---------- Provided records

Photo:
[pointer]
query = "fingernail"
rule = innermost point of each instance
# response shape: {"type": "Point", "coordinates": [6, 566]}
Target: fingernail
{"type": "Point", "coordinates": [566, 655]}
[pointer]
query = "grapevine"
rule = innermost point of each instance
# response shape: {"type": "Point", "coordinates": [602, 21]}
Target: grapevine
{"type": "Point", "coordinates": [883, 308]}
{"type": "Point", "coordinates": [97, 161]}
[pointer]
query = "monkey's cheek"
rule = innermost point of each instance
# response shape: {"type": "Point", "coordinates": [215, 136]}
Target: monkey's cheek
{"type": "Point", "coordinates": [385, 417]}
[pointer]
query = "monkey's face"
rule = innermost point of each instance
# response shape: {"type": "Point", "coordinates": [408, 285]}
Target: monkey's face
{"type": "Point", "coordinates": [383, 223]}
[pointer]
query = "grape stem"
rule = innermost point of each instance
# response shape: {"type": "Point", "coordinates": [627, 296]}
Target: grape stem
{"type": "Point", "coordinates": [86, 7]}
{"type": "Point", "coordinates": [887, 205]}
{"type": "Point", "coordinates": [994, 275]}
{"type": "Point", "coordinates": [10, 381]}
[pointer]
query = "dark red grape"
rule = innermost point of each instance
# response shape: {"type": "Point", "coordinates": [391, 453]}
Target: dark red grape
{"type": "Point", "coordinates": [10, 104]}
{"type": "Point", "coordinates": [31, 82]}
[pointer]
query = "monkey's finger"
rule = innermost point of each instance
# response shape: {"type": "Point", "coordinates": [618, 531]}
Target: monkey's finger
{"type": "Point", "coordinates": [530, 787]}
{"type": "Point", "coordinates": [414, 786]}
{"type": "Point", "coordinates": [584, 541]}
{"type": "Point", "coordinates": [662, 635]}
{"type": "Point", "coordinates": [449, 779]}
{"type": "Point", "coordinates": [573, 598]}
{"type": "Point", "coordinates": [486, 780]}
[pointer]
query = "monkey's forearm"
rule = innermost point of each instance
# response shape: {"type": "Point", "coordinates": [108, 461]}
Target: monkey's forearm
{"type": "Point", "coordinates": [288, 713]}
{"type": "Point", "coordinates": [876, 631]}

--------------------

Work to be completed: Collect each line of the records above that contains the string "monkey", treating uppercase and lowercase as different.

Finished task:
query = "monkey's cheek"
Target: monkey's cheek
query = "monkey's face"
Target: monkey's face
query = "monkey's finger"
Target: monkey's finger
query = "monkey's forearm"
Target: monkey's forearm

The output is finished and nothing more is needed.